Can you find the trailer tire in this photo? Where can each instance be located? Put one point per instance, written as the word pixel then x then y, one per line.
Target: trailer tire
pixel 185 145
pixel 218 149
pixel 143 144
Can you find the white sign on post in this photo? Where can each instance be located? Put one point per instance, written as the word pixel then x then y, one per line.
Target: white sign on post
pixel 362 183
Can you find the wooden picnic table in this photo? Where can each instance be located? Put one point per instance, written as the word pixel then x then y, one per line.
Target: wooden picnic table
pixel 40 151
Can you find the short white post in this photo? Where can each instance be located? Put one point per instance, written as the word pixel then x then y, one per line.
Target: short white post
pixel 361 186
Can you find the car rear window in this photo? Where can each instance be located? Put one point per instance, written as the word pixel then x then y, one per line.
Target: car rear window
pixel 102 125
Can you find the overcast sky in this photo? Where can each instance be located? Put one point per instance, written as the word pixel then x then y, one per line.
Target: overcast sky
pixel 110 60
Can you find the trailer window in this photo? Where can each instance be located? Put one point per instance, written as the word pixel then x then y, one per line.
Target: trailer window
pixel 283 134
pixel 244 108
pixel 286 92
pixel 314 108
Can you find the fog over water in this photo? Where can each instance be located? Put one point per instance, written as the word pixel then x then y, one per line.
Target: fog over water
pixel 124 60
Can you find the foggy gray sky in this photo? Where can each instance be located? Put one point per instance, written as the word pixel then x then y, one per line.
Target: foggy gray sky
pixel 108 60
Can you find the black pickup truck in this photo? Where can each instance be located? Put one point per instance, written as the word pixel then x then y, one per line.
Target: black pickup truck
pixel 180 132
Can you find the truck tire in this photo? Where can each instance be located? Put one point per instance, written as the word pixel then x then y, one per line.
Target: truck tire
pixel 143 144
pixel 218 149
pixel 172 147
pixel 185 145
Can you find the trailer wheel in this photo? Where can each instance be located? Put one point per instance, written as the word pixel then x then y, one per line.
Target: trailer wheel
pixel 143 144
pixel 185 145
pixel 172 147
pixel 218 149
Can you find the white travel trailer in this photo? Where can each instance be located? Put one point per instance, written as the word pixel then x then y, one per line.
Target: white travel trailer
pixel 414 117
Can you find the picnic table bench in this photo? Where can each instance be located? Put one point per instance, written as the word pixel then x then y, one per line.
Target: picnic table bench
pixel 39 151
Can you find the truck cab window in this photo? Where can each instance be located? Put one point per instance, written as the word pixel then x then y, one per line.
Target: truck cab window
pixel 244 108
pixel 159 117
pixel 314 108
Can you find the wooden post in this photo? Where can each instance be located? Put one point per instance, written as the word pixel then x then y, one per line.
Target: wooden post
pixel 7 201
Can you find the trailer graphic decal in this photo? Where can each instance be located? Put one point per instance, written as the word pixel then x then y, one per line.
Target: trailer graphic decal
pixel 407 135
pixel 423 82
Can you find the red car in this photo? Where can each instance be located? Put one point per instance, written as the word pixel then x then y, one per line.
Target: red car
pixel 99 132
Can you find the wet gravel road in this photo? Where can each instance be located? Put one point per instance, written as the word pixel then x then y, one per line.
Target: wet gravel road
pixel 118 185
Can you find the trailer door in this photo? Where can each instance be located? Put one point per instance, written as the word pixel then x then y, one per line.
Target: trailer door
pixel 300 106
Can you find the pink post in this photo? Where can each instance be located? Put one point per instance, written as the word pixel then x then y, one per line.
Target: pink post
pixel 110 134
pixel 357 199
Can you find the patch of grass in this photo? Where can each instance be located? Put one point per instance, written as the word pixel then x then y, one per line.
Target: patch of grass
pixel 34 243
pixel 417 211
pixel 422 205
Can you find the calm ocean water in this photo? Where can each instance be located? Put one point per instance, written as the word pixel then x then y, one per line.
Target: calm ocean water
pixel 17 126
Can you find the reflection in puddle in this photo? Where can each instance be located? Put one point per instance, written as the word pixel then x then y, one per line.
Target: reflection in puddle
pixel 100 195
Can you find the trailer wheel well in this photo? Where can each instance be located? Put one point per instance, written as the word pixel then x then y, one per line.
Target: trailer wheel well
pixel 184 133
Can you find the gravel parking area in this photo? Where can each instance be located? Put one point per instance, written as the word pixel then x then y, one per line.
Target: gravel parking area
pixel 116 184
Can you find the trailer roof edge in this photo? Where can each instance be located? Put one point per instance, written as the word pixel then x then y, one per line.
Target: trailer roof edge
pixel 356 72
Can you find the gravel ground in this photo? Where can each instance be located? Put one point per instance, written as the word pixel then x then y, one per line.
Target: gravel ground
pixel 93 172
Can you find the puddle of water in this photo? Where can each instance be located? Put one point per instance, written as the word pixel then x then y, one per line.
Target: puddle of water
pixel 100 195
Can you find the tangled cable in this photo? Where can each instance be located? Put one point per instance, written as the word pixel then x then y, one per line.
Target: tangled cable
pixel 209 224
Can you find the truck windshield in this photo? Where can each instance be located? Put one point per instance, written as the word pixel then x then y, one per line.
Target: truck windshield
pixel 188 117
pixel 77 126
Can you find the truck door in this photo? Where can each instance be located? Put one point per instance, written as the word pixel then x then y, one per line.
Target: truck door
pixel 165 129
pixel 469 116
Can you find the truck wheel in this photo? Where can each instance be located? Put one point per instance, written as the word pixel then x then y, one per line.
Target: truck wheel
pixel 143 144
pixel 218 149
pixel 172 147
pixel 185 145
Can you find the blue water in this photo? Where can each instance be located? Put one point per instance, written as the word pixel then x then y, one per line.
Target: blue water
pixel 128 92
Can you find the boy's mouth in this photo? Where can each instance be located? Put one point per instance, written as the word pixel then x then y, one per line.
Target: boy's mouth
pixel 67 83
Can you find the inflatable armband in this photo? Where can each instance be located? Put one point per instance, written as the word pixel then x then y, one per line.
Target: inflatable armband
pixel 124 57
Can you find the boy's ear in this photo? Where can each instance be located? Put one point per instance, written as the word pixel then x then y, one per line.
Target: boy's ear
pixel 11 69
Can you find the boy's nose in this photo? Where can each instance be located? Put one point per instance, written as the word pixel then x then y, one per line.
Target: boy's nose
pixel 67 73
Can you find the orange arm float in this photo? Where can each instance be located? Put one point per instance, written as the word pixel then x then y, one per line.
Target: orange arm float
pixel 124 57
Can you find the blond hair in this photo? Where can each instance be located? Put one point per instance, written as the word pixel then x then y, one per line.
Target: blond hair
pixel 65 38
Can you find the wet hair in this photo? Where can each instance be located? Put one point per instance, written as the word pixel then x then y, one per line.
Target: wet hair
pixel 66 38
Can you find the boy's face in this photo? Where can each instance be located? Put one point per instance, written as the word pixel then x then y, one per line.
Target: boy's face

################

## Task details
Can you write out every line again, requests included, beginning at the line that has "Can you find the wet hair" and stopping at the end of the entries, with -149 added to each pixel coordinate in the answers?

## Complete output
Can you find the wet hair in this photo? Where can each instance be located? Put one point per instance, written as the word pixel then x then y, one per line.
Target: wet hair
pixel -83 -111
Can you find the boy's face in this photo? Where can each instance be located? Put one point per instance, written as the word pixel then x then y, one per line.
Target: boy's face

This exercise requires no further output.